## Begin MATERIAL SUPPLIED

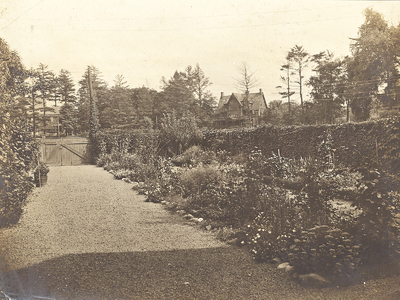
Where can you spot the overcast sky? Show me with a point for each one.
(144, 40)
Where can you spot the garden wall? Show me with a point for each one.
(353, 143)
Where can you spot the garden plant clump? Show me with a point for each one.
(317, 213)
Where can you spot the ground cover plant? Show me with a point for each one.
(19, 155)
(316, 212)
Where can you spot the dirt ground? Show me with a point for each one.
(87, 236)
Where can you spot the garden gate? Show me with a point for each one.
(65, 151)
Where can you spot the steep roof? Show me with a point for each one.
(256, 100)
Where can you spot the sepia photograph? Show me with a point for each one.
(199, 150)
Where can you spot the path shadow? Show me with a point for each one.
(218, 273)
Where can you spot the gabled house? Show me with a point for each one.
(240, 110)
(49, 125)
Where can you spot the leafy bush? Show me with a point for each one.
(194, 156)
(195, 181)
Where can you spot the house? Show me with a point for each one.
(240, 110)
(49, 125)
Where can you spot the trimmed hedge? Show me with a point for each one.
(354, 143)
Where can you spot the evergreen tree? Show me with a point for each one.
(373, 63)
(100, 93)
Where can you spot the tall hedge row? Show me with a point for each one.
(353, 143)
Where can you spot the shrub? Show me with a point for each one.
(18, 156)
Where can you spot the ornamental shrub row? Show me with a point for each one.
(378, 141)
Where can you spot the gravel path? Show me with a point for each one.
(87, 236)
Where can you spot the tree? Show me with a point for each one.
(68, 119)
(246, 79)
(46, 89)
(204, 100)
(328, 86)
(177, 94)
(300, 58)
(66, 87)
(100, 94)
(374, 63)
(286, 79)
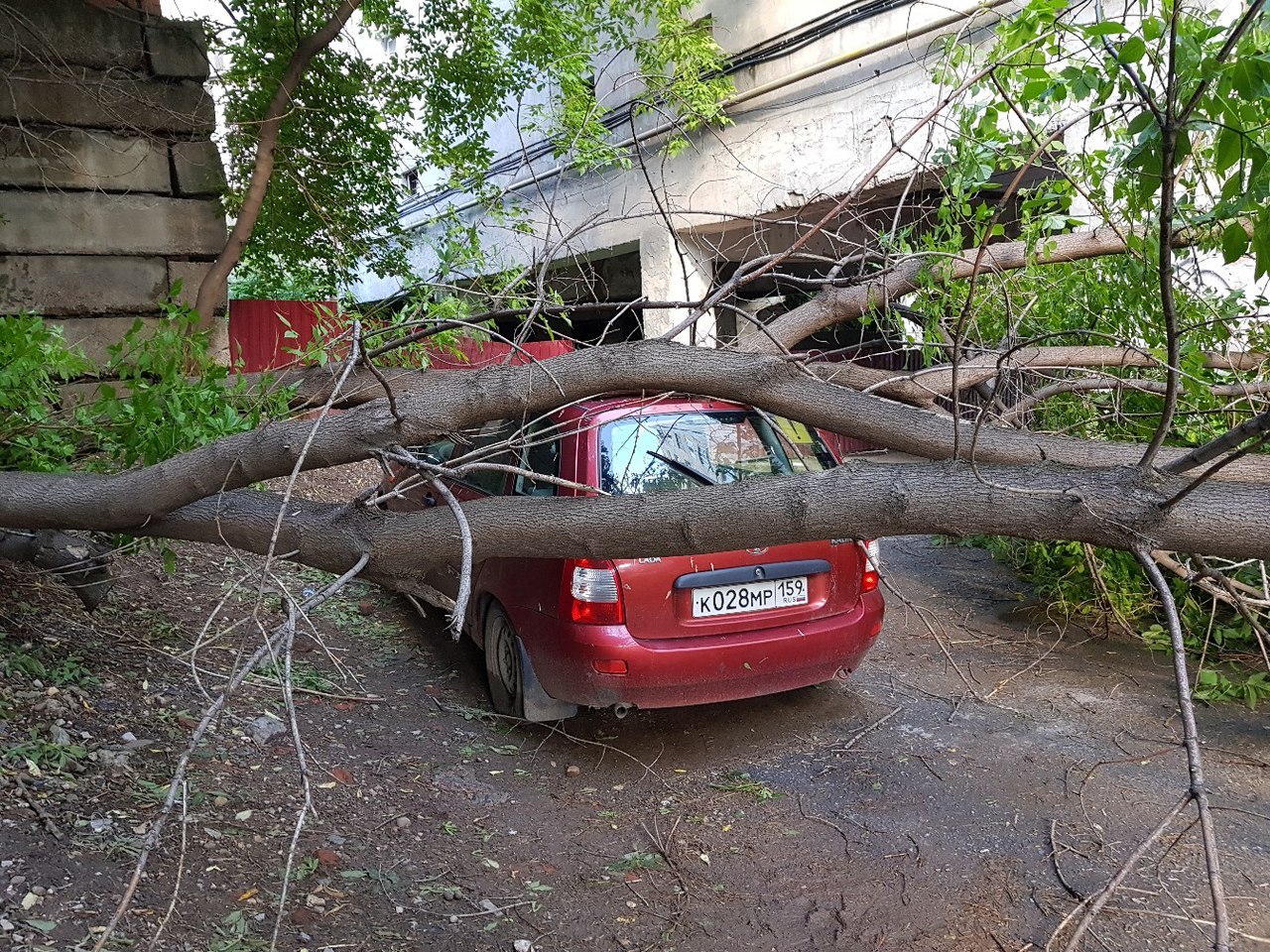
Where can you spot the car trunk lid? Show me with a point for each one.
(728, 592)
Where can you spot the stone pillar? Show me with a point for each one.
(675, 268)
(109, 182)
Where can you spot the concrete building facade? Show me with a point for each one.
(824, 89)
(109, 181)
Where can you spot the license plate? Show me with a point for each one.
(748, 597)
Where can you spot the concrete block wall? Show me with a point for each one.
(109, 181)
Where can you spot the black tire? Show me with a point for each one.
(503, 669)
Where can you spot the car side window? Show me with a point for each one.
(439, 452)
(540, 454)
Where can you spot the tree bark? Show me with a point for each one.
(837, 304)
(1114, 507)
(444, 402)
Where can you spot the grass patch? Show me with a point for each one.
(739, 782)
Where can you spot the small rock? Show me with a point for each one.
(264, 728)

## End MATERIAL SUPPLIED

PROBLEM TO SOLVE: Render the listing above as a JSON array of strings, with one string per line and no blank lines. Leave the pictures out.

EXERCISE ANSWER:
[
  "Where can you spot the overcast sky? Show me with a point for each one.",
  "(144, 40)",
  "Where can you spot the garden wall? Show me with a point for each one.",
  "(353, 143)",
  "Where can you spot the garden plant clump? Show me with a point for each one.",
  "(317, 213)",
  "Where can you spot the ground cover plant? Show me with a point for each one.",
  "(19, 155)",
  "(316, 212)",
  "Where can you spot the dirt ground? Show me with a point for each one.",
  "(87, 236)",
  "Where can you spot the garden gate? Show me with a point for each one.",
  "(65, 151)",
  "Where can you spot the steep roof? Show me with a point for each one.",
  "(256, 100)",
  "Where can you spot the sepia photograph? Show me with a point for each one.",
  "(199, 150)",
  "Where can you spot the path shadow? Show me with a point for each one.",
  "(218, 273)",
  "Where can you spot the gabled house? Show me with a point for each one.",
  "(240, 110)",
  "(49, 125)",
  "Where can you spot the leafy bush? Show me with a point for each one.",
  "(194, 156)",
  "(195, 181)",
  "Where can you spot the house? Show me with a point for each one.",
  "(240, 110)",
  "(49, 125)",
  "Where can you spot the trimmed hedge? Show me with a point for each one.",
  "(354, 143)",
  "Where can you spot the evergreen tree? Show me with a point for each one.",
  "(373, 63)",
  "(100, 93)",
  "Where can you spot the tall hedge row? Show me with a point for each one.",
  "(353, 143)",
  "Where can you spot the shrub? Show me with a point for each one.",
  "(18, 156)",
  "Where can you spot the ornamental shrub row? Show me with a point for each one.",
  "(378, 141)",
  "Where can you spot the gravel path? Show me with a point for each one.",
  "(87, 236)",
  "Where can you spot the tree? Show me with a point for each one.",
  "(68, 119)",
  "(246, 79)",
  "(46, 89)",
  "(204, 100)",
  "(328, 86)",
  "(177, 94)",
  "(300, 58)",
  "(66, 87)",
  "(100, 94)",
  "(374, 63)",
  "(286, 79)",
  "Where can you spot the car trunk lid? Show me with a point for each one.",
  "(728, 592)",
  "Where can you spot the stone pillar? Show me with a point for each one.",
  "(675, 268)",
  "(109, 182)",
  "Where can you spot the concrete building facade? Show me with a point for each one.",
  "(824, 89)",
  "(109, 181)",
  "Where can you spot the license plate? Show me with a point for each one.",
  "(748, 597)",
  "Where can you spot the concrete block wall? Show me with a point for each one.",
  "(109, 181)",
  "Where can you spot the black tire? Show me with a point for each one.",
  "(503, 669)",
  "Where can you spot the car side window? Show me with a point for each one.",
  "(439, 452)",
  "(540, 454)",
  "Where can you spot the tree bark? Show me with a point for each one.",
  "(837, 304)",
  "(1114, 507)",
  "(444, 402)",
  "Where can you spot the grass patch? Show me with a point for each one.",
  "(739, 782)",
  "Where can you spot the small rock? Show me with a point for each one.",
  "(264, 728)"
]